» **Aim**: Change "river" to "stream" in the items starting at the line that contains "on the river" and ending at the line that contains "point(341, 291)". Give those lines again with everything else left the same.

+===+

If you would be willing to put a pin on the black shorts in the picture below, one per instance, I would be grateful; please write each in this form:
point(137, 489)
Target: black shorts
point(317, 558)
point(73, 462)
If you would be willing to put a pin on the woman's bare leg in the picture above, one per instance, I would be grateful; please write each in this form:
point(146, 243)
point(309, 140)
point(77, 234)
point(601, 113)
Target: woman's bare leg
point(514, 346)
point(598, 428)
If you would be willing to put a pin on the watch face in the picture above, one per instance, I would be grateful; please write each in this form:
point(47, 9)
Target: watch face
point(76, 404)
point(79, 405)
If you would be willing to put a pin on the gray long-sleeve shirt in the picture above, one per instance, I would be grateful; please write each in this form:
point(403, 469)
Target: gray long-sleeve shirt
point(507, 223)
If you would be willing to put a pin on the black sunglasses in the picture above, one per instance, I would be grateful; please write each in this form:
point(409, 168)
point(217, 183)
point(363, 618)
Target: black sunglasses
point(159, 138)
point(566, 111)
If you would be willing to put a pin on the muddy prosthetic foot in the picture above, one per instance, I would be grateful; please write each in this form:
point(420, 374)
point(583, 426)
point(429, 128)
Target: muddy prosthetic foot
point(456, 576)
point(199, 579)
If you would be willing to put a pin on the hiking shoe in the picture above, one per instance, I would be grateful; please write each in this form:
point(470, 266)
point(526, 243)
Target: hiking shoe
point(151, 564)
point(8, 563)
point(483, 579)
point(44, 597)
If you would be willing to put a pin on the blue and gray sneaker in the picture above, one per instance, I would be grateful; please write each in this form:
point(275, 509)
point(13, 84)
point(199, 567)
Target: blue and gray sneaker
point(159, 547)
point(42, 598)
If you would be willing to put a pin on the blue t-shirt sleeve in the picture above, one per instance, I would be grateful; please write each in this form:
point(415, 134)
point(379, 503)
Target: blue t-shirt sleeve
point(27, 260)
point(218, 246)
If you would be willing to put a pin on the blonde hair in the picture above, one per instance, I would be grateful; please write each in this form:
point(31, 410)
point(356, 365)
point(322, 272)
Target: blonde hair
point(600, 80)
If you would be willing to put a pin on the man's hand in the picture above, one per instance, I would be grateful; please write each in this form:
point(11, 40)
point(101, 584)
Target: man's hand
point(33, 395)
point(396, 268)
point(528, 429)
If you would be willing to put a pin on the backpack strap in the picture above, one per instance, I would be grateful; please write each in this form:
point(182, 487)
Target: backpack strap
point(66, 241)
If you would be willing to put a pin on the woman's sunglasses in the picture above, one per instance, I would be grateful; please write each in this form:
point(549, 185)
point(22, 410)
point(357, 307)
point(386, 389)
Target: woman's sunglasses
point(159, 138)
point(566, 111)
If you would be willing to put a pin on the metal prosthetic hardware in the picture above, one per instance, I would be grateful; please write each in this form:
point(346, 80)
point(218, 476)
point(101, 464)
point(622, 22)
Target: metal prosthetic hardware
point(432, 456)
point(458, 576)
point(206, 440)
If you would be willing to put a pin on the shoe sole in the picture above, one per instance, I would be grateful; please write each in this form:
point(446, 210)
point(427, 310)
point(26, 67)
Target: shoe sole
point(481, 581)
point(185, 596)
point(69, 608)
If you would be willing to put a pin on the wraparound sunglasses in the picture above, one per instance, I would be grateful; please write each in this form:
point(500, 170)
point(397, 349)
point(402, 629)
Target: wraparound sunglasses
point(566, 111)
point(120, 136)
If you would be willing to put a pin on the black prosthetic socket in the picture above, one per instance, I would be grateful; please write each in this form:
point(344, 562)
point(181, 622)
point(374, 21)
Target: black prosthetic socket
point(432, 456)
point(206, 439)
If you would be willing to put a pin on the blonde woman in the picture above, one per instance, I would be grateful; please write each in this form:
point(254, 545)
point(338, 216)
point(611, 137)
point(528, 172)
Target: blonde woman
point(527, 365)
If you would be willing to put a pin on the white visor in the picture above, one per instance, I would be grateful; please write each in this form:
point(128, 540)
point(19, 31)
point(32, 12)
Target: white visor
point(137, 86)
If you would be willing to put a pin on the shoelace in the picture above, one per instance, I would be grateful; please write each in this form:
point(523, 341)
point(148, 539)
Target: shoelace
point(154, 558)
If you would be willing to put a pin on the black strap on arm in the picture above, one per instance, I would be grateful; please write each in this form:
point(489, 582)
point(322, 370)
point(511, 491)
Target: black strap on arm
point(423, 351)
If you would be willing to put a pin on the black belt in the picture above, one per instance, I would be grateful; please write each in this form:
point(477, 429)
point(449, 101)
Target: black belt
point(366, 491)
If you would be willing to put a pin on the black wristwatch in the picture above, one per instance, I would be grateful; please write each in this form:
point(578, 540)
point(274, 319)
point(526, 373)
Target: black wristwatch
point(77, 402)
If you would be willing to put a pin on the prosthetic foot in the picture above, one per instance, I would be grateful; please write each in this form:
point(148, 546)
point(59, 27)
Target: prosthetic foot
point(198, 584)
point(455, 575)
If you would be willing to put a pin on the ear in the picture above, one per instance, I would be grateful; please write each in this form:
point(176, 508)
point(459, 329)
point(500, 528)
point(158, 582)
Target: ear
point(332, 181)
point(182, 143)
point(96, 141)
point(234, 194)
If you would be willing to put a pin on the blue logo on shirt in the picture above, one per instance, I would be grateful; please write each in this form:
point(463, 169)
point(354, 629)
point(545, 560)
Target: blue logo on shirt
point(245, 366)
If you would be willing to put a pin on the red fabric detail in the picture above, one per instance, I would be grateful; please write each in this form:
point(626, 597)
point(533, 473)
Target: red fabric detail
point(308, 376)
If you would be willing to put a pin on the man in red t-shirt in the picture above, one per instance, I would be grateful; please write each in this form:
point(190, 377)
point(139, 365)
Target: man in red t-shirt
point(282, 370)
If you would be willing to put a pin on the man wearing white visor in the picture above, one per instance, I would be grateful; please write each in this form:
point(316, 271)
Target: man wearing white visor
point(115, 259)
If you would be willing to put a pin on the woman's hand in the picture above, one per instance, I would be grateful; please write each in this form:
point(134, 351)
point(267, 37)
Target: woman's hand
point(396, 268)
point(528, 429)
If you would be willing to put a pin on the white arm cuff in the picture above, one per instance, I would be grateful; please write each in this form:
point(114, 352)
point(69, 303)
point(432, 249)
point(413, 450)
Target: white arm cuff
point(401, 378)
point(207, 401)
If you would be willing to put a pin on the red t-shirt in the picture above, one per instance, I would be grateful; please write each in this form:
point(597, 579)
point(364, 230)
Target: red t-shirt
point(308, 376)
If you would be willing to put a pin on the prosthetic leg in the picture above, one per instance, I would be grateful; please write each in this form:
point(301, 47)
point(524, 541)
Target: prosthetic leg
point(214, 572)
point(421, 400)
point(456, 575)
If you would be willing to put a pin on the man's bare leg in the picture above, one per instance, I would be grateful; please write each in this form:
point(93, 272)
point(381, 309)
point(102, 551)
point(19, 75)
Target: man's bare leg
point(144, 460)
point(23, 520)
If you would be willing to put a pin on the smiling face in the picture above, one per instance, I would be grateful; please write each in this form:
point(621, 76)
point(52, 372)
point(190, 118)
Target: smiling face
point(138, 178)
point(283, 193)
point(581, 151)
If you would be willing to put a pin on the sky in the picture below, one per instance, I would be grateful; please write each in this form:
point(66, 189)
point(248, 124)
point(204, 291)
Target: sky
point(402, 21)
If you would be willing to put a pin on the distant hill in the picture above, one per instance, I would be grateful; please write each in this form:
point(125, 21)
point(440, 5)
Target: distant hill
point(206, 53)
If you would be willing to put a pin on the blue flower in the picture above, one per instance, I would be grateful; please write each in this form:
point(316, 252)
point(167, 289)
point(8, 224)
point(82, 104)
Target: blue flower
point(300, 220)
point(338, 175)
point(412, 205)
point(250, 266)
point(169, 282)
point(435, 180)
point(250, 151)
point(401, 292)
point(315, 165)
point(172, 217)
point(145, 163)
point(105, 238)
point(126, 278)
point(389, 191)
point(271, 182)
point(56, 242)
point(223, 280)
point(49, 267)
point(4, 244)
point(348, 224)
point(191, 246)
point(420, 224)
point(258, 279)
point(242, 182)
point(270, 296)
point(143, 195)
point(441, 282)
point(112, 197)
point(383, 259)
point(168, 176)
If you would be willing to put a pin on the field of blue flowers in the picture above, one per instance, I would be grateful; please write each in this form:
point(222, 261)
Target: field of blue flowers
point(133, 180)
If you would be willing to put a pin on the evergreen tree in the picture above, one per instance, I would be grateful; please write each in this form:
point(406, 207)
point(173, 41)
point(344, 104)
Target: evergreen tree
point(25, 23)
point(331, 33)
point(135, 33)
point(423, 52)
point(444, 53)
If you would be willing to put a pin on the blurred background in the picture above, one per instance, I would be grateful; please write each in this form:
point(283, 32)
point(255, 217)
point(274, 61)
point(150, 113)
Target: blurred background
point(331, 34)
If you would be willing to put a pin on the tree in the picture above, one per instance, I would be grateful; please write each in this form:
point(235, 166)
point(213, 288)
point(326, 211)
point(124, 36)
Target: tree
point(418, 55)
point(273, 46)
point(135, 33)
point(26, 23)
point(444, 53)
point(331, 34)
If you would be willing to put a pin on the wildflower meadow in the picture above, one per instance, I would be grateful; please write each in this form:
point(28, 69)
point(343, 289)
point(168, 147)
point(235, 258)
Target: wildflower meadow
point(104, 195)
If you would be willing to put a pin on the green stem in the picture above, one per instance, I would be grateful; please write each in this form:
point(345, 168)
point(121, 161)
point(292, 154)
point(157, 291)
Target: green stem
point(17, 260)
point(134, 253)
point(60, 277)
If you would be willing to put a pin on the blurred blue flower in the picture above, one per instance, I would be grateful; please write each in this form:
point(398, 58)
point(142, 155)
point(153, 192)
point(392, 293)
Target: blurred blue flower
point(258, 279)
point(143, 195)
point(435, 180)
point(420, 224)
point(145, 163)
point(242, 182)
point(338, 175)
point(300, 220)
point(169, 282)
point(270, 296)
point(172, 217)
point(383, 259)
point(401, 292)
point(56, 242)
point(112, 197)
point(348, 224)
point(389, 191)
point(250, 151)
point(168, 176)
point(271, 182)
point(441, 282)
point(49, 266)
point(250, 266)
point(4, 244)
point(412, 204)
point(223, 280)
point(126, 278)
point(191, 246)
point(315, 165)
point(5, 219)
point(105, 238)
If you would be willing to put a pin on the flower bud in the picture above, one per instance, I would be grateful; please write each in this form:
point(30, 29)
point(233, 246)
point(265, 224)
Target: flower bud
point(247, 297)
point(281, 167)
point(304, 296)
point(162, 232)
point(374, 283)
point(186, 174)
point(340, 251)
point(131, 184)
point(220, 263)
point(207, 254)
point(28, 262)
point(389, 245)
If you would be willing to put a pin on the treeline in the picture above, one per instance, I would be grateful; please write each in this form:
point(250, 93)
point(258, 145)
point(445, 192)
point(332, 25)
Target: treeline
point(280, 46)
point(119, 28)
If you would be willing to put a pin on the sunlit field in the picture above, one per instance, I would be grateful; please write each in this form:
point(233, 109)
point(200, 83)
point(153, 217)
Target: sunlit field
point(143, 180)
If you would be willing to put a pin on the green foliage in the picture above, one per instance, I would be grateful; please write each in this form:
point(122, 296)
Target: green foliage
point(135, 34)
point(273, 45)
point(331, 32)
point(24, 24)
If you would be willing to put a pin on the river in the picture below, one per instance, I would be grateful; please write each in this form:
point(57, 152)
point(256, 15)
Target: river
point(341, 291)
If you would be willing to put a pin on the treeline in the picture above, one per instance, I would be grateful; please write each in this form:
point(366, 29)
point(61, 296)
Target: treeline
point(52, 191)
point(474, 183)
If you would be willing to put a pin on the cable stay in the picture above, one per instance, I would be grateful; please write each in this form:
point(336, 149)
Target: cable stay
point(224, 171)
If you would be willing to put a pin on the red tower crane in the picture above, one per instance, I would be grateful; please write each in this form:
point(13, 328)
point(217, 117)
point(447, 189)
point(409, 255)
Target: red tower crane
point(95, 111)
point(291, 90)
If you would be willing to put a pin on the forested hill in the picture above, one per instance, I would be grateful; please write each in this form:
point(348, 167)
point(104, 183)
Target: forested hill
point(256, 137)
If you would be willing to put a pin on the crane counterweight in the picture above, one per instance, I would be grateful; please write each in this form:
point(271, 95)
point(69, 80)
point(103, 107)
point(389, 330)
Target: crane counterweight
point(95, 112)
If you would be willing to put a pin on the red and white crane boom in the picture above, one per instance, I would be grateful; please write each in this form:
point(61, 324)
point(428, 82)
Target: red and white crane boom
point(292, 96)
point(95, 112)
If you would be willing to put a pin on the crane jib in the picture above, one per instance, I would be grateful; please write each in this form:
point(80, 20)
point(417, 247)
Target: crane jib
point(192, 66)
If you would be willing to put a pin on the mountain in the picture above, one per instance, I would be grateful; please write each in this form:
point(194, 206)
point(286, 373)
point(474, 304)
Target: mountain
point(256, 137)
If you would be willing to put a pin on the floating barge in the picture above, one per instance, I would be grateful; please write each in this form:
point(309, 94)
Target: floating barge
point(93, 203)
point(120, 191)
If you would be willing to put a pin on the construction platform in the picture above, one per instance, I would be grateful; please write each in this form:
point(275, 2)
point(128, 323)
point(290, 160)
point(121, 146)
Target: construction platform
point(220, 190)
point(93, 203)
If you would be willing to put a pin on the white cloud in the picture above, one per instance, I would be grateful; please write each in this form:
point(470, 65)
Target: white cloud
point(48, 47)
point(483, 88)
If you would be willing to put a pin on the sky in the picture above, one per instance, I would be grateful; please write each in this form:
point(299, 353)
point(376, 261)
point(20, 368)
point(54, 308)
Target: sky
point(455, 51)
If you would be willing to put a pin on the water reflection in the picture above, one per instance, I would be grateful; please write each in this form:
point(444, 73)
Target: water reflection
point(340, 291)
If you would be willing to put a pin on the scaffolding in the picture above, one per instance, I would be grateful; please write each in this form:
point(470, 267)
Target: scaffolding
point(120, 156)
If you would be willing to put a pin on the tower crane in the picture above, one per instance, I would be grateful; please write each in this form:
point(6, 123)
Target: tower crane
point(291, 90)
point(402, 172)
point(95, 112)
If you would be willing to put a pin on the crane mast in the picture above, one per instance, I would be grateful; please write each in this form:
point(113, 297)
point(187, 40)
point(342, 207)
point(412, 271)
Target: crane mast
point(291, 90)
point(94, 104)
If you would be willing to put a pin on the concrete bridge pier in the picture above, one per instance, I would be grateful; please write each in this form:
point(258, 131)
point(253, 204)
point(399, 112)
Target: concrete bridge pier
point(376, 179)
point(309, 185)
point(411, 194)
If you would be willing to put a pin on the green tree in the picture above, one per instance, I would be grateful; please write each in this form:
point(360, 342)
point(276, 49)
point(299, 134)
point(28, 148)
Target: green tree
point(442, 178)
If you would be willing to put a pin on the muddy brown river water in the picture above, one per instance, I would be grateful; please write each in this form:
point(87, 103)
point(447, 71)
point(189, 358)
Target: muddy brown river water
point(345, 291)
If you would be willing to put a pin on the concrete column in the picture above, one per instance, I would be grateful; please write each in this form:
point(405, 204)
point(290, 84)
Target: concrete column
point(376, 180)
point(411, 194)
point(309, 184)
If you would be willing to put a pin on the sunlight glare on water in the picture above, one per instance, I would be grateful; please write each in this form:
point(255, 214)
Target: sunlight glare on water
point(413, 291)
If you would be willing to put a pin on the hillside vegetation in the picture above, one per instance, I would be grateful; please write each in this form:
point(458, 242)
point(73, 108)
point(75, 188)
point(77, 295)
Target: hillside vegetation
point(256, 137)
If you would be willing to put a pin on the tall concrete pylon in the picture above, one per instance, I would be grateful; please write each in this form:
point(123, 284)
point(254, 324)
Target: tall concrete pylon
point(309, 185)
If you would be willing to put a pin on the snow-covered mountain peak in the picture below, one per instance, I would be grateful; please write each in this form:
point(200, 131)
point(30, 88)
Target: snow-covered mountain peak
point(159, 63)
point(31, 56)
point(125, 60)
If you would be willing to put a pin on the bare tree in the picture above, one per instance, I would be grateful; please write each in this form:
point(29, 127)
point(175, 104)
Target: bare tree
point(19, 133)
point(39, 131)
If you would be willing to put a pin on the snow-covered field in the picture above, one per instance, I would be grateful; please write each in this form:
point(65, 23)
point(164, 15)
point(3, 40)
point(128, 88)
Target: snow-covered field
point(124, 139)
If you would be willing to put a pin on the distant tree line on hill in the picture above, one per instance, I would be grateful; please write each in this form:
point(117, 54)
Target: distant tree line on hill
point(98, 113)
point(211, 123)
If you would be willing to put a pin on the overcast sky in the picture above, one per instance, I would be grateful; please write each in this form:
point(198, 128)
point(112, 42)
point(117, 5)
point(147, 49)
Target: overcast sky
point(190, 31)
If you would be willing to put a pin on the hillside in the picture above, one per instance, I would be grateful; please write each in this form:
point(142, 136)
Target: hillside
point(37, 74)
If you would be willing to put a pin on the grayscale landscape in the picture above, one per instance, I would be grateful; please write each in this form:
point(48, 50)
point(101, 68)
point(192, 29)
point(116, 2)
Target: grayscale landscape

+===+

» **Result**:
If you would be willing to put a pin on the stream in the picture below, one per instance, I would be grateful; please write each in this form:
point(57, 152)
point(256, 15)
Target: stream
point(341, 291)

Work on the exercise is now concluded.